- **Work to do**: Transcribe the entries below verbatim, from the line with "the blue sky" up to and including the line with "(1172, 164)", and leave the pictures out of your answer.

- **Excerpted records**:
## begin

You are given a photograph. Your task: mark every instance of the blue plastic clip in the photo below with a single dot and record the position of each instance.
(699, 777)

## end
## begin

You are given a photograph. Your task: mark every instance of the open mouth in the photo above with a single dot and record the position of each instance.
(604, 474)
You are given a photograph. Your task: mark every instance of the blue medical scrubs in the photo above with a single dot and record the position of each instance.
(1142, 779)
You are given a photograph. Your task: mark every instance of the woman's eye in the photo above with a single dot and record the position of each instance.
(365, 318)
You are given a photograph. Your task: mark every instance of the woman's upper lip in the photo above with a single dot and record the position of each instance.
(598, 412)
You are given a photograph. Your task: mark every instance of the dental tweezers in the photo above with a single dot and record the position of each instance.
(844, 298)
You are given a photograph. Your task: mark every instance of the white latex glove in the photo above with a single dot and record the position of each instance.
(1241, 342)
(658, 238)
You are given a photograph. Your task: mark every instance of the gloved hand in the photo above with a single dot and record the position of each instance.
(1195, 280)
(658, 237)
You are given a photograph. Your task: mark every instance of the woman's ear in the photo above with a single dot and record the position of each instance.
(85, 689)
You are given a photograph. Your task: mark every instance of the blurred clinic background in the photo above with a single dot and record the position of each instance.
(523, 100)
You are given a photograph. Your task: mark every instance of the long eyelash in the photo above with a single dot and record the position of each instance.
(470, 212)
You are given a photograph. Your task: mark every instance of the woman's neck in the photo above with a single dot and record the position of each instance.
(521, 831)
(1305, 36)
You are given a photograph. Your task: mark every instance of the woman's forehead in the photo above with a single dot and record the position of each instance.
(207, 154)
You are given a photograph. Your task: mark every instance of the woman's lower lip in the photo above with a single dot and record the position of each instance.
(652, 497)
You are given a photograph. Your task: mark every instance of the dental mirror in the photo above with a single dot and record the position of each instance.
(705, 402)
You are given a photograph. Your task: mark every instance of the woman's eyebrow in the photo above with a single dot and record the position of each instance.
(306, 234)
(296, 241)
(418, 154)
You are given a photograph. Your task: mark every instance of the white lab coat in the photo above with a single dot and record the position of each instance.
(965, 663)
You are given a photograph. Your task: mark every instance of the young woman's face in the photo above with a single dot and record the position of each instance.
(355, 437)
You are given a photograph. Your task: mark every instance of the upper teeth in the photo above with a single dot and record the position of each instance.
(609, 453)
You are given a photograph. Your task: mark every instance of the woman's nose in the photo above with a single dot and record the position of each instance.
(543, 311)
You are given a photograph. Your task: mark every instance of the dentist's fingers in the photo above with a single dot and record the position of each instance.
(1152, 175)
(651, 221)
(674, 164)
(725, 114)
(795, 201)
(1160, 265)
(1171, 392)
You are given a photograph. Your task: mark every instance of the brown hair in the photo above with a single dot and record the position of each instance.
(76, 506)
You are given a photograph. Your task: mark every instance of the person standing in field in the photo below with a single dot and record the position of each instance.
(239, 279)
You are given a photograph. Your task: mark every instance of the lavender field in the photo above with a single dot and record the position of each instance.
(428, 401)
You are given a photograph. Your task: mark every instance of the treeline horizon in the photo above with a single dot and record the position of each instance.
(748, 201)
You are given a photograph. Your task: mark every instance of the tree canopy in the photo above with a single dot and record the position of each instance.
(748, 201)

## end
## begin

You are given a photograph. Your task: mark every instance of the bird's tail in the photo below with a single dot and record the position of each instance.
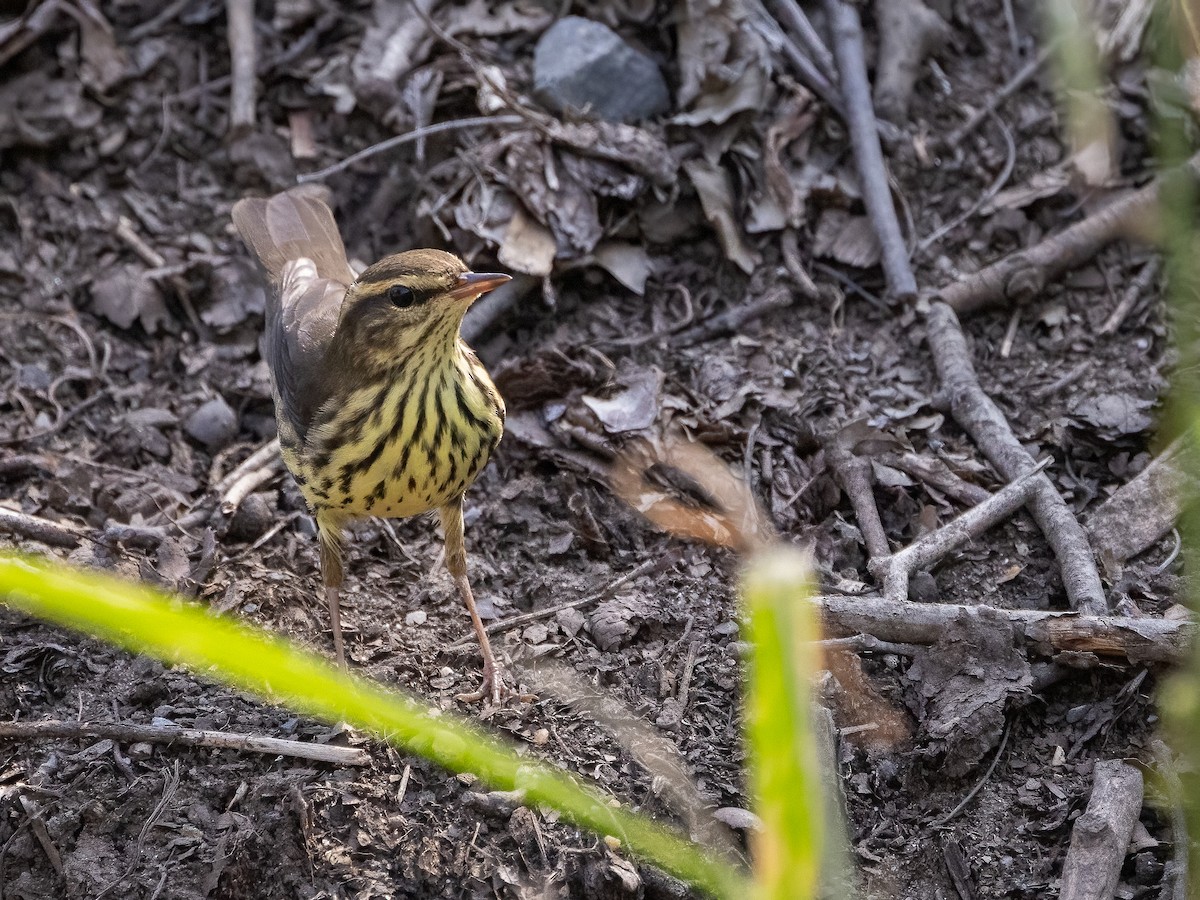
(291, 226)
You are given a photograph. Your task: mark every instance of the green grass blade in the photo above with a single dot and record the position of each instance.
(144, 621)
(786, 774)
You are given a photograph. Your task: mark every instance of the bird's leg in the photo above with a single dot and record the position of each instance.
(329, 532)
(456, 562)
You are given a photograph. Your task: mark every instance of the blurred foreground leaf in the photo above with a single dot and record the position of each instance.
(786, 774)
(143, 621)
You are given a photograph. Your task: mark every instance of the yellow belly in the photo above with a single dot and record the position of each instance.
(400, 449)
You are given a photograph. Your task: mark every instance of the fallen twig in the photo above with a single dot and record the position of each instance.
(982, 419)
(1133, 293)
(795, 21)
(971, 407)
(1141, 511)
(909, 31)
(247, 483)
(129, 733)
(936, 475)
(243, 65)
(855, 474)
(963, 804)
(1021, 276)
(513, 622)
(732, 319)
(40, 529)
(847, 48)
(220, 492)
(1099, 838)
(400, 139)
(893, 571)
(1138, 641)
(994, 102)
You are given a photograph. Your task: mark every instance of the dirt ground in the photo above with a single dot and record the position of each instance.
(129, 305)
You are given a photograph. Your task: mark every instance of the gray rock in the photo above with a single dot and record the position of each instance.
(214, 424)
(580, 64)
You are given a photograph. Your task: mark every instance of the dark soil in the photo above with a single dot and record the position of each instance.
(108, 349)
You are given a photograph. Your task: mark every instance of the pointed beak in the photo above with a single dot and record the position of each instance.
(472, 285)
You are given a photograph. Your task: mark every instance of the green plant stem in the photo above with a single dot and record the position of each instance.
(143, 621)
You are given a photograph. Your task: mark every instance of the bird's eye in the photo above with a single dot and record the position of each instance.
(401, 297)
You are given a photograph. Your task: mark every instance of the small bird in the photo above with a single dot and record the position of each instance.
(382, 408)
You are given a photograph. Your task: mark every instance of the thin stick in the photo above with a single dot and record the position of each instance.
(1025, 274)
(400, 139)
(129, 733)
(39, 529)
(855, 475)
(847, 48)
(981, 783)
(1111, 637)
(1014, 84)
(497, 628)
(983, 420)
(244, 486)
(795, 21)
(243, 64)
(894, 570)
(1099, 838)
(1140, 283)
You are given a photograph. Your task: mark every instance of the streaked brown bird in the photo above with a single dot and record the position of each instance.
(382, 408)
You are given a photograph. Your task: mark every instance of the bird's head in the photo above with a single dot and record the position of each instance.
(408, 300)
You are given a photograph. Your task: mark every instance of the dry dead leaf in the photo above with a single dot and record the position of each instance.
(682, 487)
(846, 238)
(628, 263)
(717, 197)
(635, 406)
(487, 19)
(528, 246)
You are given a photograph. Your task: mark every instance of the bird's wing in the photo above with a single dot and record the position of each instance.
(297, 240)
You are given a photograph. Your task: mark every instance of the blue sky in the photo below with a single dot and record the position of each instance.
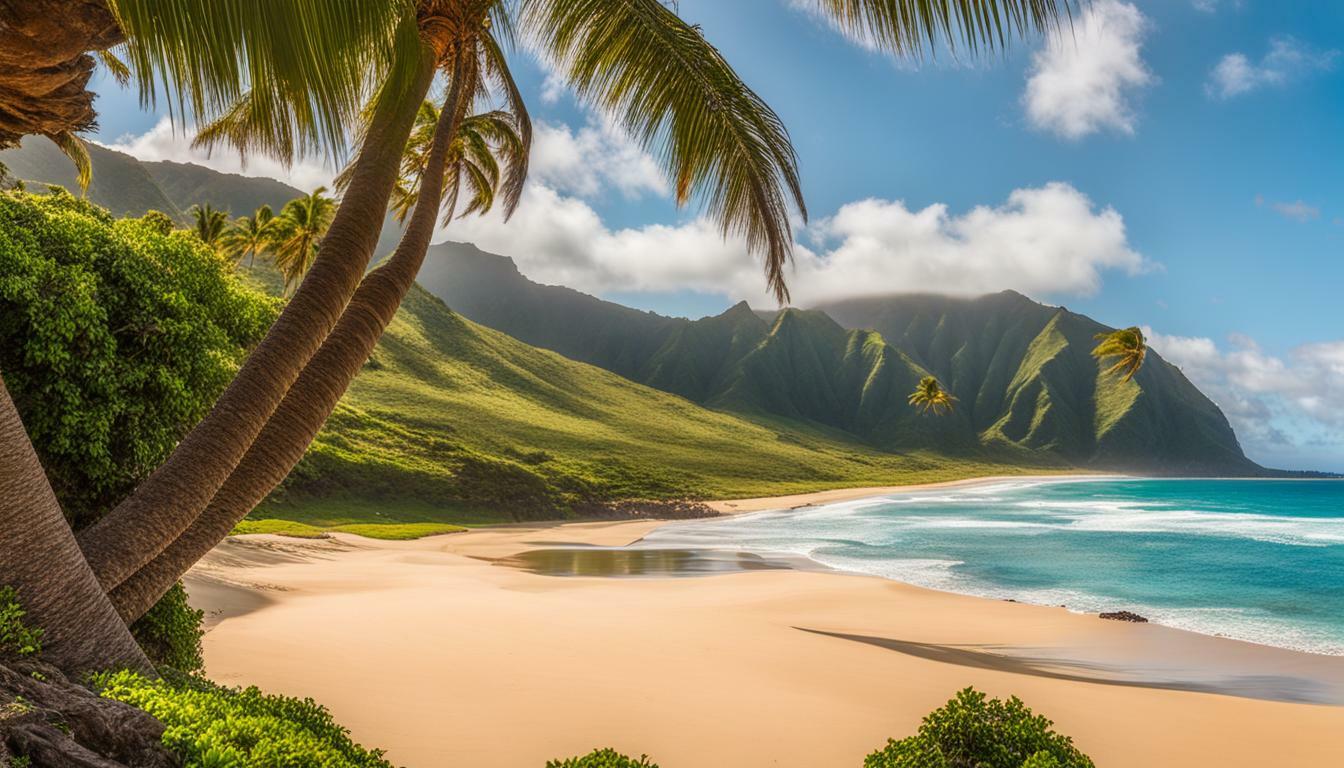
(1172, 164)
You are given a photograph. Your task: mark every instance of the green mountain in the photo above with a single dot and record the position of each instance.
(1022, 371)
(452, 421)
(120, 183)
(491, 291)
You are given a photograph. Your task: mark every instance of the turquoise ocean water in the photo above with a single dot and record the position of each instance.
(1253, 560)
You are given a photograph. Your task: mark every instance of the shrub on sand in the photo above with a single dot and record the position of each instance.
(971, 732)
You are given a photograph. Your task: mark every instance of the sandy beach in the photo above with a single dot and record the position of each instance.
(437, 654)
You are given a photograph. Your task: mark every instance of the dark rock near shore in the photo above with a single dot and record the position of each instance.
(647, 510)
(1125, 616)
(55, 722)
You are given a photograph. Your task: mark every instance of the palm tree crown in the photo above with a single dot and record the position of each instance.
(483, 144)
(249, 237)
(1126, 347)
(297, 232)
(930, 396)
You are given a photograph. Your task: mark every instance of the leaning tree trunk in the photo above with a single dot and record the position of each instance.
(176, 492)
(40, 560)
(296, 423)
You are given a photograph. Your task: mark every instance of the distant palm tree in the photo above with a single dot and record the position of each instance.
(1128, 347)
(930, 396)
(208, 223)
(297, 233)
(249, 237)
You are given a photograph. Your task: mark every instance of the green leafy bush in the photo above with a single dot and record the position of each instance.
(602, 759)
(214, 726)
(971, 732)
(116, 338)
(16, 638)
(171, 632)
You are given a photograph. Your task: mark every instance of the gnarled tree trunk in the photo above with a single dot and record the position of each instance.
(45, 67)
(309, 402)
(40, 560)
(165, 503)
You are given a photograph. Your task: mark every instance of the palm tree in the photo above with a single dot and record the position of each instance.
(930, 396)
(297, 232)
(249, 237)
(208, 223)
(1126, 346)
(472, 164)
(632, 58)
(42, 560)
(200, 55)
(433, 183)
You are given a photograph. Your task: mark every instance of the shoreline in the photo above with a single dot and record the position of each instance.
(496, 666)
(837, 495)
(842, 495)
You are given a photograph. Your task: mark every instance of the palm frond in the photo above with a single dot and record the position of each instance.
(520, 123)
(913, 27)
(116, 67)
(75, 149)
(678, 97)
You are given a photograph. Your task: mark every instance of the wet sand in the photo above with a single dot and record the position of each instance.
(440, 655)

## end

- **Answer for this exercise**:
You are given a photograph. Your task: mark every instance of the blue sky in the photo below with a single dot and record the position of each instance.
(1172, 164)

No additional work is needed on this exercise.